**UIT TE VOEREN TAAK**
Herschrijf de regels hieronder en vervang overal "annotation engine" door "labeling tool". Laat de rest ongewijzigd.

**GEGEVENSOVERZICHT**
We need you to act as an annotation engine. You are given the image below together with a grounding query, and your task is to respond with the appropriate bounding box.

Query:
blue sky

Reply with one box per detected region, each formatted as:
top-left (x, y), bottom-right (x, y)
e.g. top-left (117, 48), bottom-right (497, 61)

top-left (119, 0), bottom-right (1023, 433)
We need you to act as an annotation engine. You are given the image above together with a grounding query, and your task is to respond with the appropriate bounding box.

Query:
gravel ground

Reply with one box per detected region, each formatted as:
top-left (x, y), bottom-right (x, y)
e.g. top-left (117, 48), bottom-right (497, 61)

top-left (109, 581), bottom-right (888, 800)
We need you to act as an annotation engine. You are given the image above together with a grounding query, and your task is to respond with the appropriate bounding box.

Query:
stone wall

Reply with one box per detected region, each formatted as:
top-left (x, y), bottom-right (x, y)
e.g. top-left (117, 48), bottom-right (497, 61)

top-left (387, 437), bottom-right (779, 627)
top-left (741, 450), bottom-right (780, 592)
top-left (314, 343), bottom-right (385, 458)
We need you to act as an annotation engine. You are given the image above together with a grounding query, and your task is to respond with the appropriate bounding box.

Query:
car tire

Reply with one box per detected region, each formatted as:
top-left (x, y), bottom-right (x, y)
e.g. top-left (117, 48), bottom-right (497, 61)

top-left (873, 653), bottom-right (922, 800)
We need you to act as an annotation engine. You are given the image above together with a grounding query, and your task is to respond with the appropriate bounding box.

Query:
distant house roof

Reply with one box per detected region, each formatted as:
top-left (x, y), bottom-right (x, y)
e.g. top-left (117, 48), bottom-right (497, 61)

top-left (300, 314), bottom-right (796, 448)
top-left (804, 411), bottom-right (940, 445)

**ANTWOORD**
We need you to act as an labeling tool. You are given the image below together with a grounding query, and your task is to respond with the appropriate bounding box.

Query:
blue sky

Reply with one box per detected region, each formatted as:
top-left (x, y), bottom-right (x, y)
e.g. top-left (117, 48), bottom-right (497, 61)

top-left (119, 0), bottom-right (1023, 433)
We need you to act as an labeling tool. You are given the image above together with a grounding query, and your task is to respond with the appropriate bounding box.

Query:
gravel ground

Reply with one box per detected region, each formatted as:
top-left (x, y), bottom-right (x, y)
e.g. top-left (117, 48), bottom-right (497, 61)

top-left (109, 581), bottom-right (888, 800)
We need you to act as an labeling tool. You are given the image above together with a grounding query, and your task is to respond with the appropriate bounding box.

Query:
stone wall

Reply with one box per detected region, each formatted as:
top-left (x, y), bottom-right (x, y)
e.g. top-left (117, 48), bottom-right (497, 61)

top-left (387, 437), bottom-right (779, 627)
top-left (741, 450), bottom-right (780, 592)
top-left (314, 343), bottom-right (385, 458)
We need you to act as an labeling tool. You are given the image above together with a grounding query, and your task is to respond with the appropriate bounding box.

Query:
car tire

Reply with one box per detected region, each formatted as:
top-left (x, y), bottom-right (x, y)
e.g. top-left (117, 48), bottom-right (497, 61)

top-left (873, 653), bottom-right (922, 800)
We need you to act as an labeling tool. You are given the image above together with a grounding query, and your task is to respond with the appropriate bounding box.

Query:
distant house roof

Reply with one box per detected region, each formatted as:
top-left (x, y), bottom-right (x, y)
e.g. top-left (117, 48), bottom-right (497, 61)

top-left (300, 314), bottom-right (796, 448)
top-left (804, 411), bottom-right (940, 445)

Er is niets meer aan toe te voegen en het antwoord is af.